■ Exercise description ■
Update the data below from the line containing "the stone step" through the line containing "152, 182, 160, 249" by replacing "overcast sky" with "cloudy sky" and leaving everything else unchanged. Return only those lines.

■ Task inputs ■
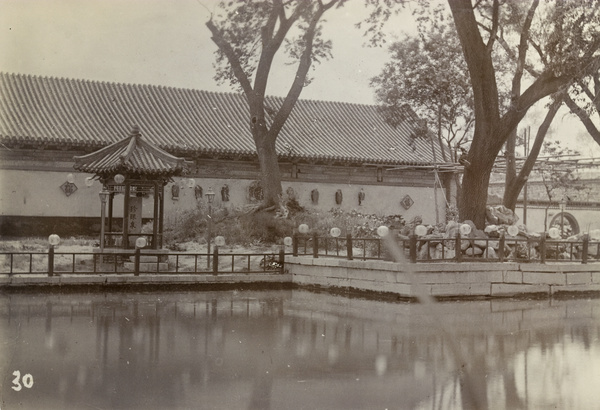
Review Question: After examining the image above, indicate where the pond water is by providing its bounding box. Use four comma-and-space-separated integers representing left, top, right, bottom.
0, 290, 600, 410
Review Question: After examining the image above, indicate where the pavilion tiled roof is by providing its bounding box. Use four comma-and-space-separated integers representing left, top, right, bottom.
0, 73, 441, 165
74, 126, 191, 176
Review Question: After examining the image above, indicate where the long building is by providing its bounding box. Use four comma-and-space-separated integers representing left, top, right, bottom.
0, 73, 456, 235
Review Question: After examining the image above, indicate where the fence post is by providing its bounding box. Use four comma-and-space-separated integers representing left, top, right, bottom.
408, 234, 417, 263
346, 234, 354, 261
292, 232, 298, 256
213, 246, 219, 276
133, 246, 142, 276
48, 245, 54, 276
279, 246, 285, 274
454, 231, 462, 262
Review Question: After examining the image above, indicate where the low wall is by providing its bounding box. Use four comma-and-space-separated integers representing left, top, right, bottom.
285, 257, 600, 298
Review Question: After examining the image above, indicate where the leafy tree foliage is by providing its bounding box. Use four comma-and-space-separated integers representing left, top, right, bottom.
371, 7, 474, 162
449, 0, 600, 227
206, 0, 344, 206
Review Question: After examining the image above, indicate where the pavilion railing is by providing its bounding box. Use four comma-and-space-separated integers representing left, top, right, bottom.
292, 234, 600, 264
0, 247, 285, 276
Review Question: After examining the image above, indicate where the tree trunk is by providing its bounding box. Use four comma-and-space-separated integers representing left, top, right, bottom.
255, 133, 282, 207
459, 158, 494, 229
503, 128, 517, 207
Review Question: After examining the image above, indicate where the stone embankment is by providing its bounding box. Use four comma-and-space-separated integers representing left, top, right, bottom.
285, 256, 600, 298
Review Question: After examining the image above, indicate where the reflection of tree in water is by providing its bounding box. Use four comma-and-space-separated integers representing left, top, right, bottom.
0, 292, 600, 409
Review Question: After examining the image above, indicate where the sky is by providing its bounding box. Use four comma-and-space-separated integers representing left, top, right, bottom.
0, 0, 600, 157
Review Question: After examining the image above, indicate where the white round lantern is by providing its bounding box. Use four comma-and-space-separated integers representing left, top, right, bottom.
377, 225, 390, 238
135, 236, 148, 249
48, 233, 60, 246
415, 225, 427, 236
459, 224, 471, 236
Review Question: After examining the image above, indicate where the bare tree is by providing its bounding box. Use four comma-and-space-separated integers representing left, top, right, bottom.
206, 0, 344, 207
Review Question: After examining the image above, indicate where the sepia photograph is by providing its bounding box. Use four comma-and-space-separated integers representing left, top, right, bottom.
0, 0, 600, 410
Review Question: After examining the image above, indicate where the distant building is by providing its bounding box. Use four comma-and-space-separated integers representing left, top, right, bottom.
0, 74, 455, 235
489, 165, 600, 234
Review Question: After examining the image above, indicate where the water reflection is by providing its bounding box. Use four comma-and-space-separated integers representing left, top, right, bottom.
0, 291, 600, 409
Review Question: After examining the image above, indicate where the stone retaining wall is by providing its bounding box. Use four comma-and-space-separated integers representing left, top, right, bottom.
285, 257, 600, 298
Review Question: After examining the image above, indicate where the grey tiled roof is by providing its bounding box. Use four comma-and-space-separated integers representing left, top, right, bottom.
0, 73, 441, 165
74, 126, 191, 176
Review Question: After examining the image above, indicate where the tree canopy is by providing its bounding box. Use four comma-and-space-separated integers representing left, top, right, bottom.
371, 7, 473, 162
449, 0, 600, 227
206, 0, 344, 206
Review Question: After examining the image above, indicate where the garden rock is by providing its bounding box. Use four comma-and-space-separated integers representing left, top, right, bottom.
485, 246, 498, 259
465, 247, 483, 256
485, 205, 519, 225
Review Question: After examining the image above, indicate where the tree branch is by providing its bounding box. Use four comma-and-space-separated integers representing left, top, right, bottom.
269, 0, 338, 138
485, 0, 500, 54
206, 19, 253, 99
564, 95, 600, 144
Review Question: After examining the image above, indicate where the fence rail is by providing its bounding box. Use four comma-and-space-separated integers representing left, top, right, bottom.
0, 234, 600, 276
0, 247, 285, 276
292, 233, 600, 264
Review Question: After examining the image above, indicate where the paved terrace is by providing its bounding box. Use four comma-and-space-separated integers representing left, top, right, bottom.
0, 256, 600, 298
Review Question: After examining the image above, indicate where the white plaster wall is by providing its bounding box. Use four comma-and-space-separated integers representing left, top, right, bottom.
0, 169, 445, 224
515, 207, 600, 232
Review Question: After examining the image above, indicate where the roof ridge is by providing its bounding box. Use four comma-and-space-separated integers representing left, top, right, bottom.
0, 71, 377, 107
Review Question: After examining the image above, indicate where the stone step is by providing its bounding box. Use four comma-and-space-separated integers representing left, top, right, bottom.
123, 262, 169, 272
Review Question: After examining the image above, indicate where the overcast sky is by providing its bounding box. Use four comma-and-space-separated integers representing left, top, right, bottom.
0, 0, 600, 156
0, 0, 414, 104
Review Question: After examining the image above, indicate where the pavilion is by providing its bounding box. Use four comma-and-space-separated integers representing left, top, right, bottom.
73, 126, 191, 251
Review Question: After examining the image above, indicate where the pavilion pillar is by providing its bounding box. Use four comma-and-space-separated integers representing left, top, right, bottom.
158, 183, 165, 249
123, 181, 131, 249
108, 192, 115, 234
152, 182, 160, 249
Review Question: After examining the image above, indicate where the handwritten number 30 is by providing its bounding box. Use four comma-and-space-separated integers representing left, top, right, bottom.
11, 370, 33, 391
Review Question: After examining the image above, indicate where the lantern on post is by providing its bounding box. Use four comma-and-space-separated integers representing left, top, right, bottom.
98, 188, 110, 252
206, 187, 215, 269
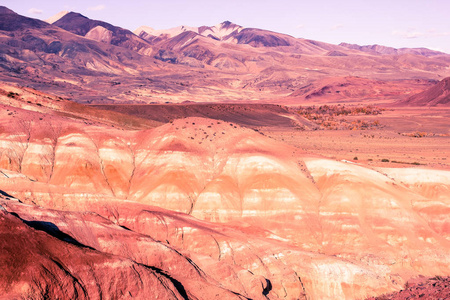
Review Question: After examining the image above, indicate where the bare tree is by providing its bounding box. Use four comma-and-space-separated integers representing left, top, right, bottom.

■ Exercise answer ■
Review Question: After examining the image above, indicate where the stone step is by providing its bounding box. Use four comma-and-space-separated integers representing left, top, right, bottom.
123, 262, 169, 272
Review Question: After examining the image above, indicate where the cloudy sky is by providing its bounding box. Use four comma-and-space-separated integers representing left, top, right, bottom.
0, 0, 600, 156
0, 0, 414, 104
Review Question: After examining the image above, indicate where the pavilion is by providing its bounding box. Use four comma-and-space-separated integers representing left, top, right, bottom.
73, 126, 191, 251
Review Question: After examining the image above, indicate where the pavilion pillar is by providing its bounding box. Use four comma-and-space-separated integers representing left, top, right, bottom.
158, 183, 165, 249
123, 181, 131, 249
108, 192, 115, 234
152, 182, 160, 249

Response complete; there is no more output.